_WHAT IS NEEDED_
Reproduce the lines verbatim, starting at the beginning of the records and stopping after the line that contains "box: [379, 603, 536, 747]". Omit the pictures.

━━━━━━

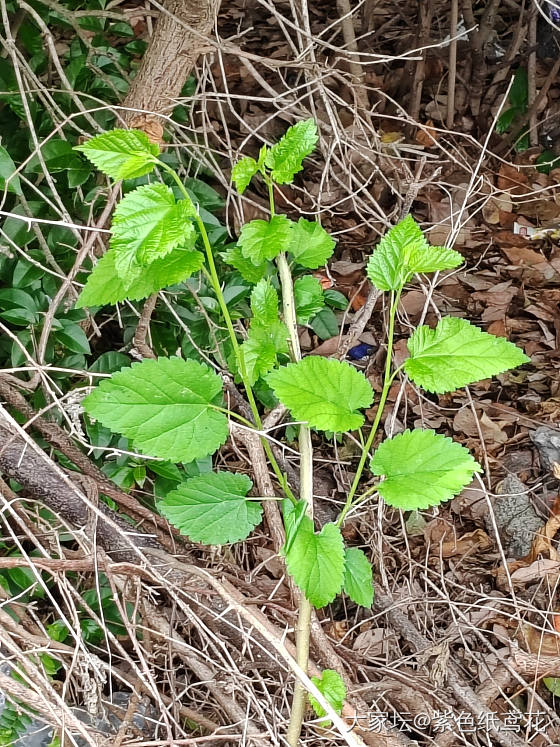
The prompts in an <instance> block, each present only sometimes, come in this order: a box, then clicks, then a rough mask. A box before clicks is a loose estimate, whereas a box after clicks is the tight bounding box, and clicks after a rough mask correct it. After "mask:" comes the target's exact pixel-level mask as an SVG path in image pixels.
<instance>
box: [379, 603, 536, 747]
mask: <svg viewBox="0 0 560 747" xmlns="http://www.w3.org/2000/svg"><path fill="white" fill-rule="evenodd" d="M374 607H376V608H377V609H379V610H381V611H382V612H384V613H385V614H386V616H387V619H388V621H389V622H390V624H391V626H392V627H393V628H394V629H395V630H396V631H397V632H398V633H399V634H400V635H402V636H403V638H404V639H405V640H406V641H408V643H409V644H410V645H411V646H412V647H413V648H414V650H415V651H416V652H418V653H420V652H422V651H429V650H430V649H431V648H433V644H432V643H430V641H429V640H428V639H427V638H426V637H425V636H424V635H422V633H420V632H419V631H418V629H417V628H416V627H415V626H414V625H413V624H412V623H411V622H410V620H409V619H408V617H407V616H406V615H405V614H404V613H402V612H401V611H400V610H399V609H398V608H397V607H396V606H395V604H394V602H393V599H392V598H391V596H390V595H389V594H387V593H385V592H384V591H380V590H377V591H376V595H375V602H374ZM447 684H448V686H449V688H450V689H451V691H452V692H453V694H454V695H455V697H456V698H457V700H458V701H459V703H460V704H461V705H462V706H464V707H465V708H467V709H468V710H469V711H470V713H472V714H473V715H474V716H476V717H477V718H478V717H479V716H484V713H485V712H486V709H485V705H484V703H482V702H481V701H480V699H479V698H478V697H477V695H476V693H475V692H474V690H473V689H472V688H471V687H470V686H469V685H468V684H467V683H466V682H465V681H464V678H463V677H462V675H461V673H460V670H459V668H458V666H457V665H456V664H455V663H454V662H453V661H450V662H449V664H448V669H447ZM489 731H490V732H491V734H492V736H493V739H494V740H495V742H496V744H499V745H501V746H502V747H524V745H525V742H523V741H521V740H520V739H518V738H517V737H516V736H515V735H514V734H510V733H508V732H503V731H501V730H498V729H497V728H495V727H493V726H491V725H490V729H489Z"/></svg>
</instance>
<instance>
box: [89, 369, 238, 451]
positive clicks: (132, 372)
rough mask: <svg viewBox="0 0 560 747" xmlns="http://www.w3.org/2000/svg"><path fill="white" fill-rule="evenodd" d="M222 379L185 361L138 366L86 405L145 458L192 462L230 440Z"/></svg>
mask: <svg viewBox="0 0 560 747" xmlns="http://www.w3.org/2000/svg"><path fill="white" fill-rule="evenodd" d="M221 404H222V380H221V379H220V377H219V376H218V375H217V374H215V373H214V372H213V371H212V370H211V369H210V368H209V367H208V366H206V365H204V364H202V363H198V362H196V361H193V360H186V361H185V360H182V359H181V358H158V359H157V360H145V361H143V362H142V363H133V364H132V366H130V367H129V368H125V369H123V370H122V371H120V372H119V373H116V374H113V376H112V377H111V378H110V379H105V380H104V381H102V382H101V383H100V384H99V386H98V387H97V388H96V389H95V390H94V391H93V392H92V393H91V394H90V395H88V396H87V397H86V398H85V400H84V401H83V406H84V409H85V411H86V412H87V413H88V414H89V415H90V416H91V417H92V418H95V419H96V420H99V422H100V423H101V424H102V425H104V426H106V427H107V428H110V429H111V430H113V431H116V432H117V433H122V434H123V436H126V437H127V438H130V439H131V440H132V442H133V444H134V447H135V448H138V449H141V450H142V451H143V452H144V453H145V454H150V455H152V456H156V457H161V458H162V459H166V460H168V461H173V462H192V461H194V460H195V459H202V457H205V456H208V454H213V453H214V452H215V451H216V450H217V449H218V448H219V447H220V446H221V445H222V444H223V443H225V441H226V439H227V436H228V424H227V418H226V416H225V415H224V414H223V413H221V412H218V411H216V410H215V409H213V407H212V406H213V405H218V406H219V405H221Z"/></svg>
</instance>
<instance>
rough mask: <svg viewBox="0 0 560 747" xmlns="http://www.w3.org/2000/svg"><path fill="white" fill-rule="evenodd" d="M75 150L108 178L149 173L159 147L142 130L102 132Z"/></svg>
mask: <svg viewBox="0 0 560 747" xmlns="http://www.w3.org/2000/svg"><path fill="white" fill-rule="evenodd" d="M74 150H79V151H81V152H82V153H83V154H84V155H85V156H86V157H87V158H89V160H90V161H91V162H92V163H93V165H94V166H95V167H96V168H98V169H99V171H102V172H103V173H104V174H107V176H109V177H111V179H135V178H136V177H138V176H144V175H145V174H149V173H150V171H152V170H153V168H154V165H155V161H156V159H157V156H158V155H159V147H158V146H157V145H156V144H155V143H151V142H150V141H149V139H148V136H147V135H146V133H145V132H142V131H141V130H112V131H111V132H104V133H103V134H102V135H96V136H95V137H93V138H91V140H88V141H87V143H84V144H83V145H77V146H76V147H75V149H74Z"/></svg>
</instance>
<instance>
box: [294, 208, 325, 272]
mask: <svg viewBox="0 0 560 747" xmlns="http://www.w3.org/2000/svg"><path fill="white" fill-rule="evenodd" d="M335 244H336V242H335V240H334V239H333V238H332V237H331V236H330V235H329V234H328V233H327V232H326V231H325V229H324V228H323V226H321V225H320V223H317V222H315V221H313V222H312V221H309V220H305V218H300V219H299V220H298V222H297V223H295V224H294V227H293V231H292V242H291V244H290V252H291V253H292V255H293V257H294V259H295V260H296V262H297V263H298V264H300V265H303V267H309V268H310V269H312V270H315V269H317V267H322V266H323V265H324V264H326V262H327V260H328V259H329V257H330V256H331V255H332V253H333V251H334V247H335Z"/></svg>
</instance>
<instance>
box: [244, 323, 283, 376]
mask: <svg viewBox="0 0 560 747" xmlns="http://www.w3.org/2000/svg"><path fill="white" fill-rule="evenodd" d="M288 337H289V332H288V328H287V327H286V325H285V324H283V323H282V322H281V321H280V320H279V319H275V320H274V322H272V323H271V324H268V325H267V326H261V325H258V324H257V325H252V326H251V329H250V330H249V334H248V337H247V339H246V340H245V342H244V343H243V344H242V345H241V346H240V350H241V355H242V356H243V361H244V363H245V371H246V373H247V378H248V380H249V384H251V385H252V384H254V383H255V381H256V380H257V379H258V378H260V377H261V376H264V375H265V374H267V373H268V372H269V371H270V370H272V369H273V368H274V366H276V364H277V363H278V353H288V352H289V347H288Z"/></svg>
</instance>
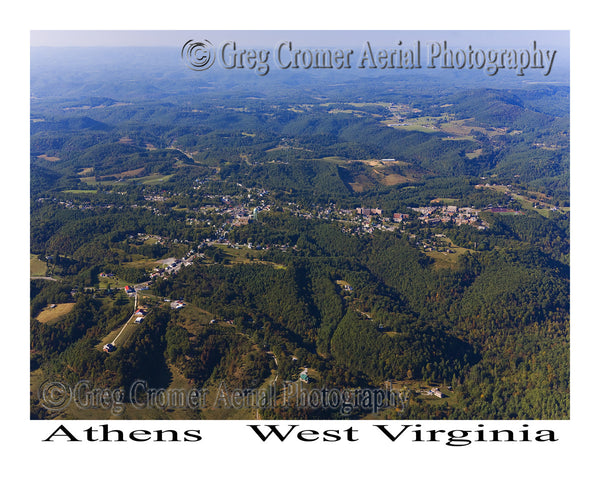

━━━━━━

_TASK ANSWER_
The prompts in an <instance> block, each present only sometimes, come in this order: a box, then clicks, then a rough mask. A box before clicks is a loose estimate, whereas a box after clicks is the tight bounding box, and clicks after a rough mask correct it. After "mask:" comes the target's exact pixel-level mask as an SVG path in image pixels.
<instance>
box: [379, 603, 536, 747]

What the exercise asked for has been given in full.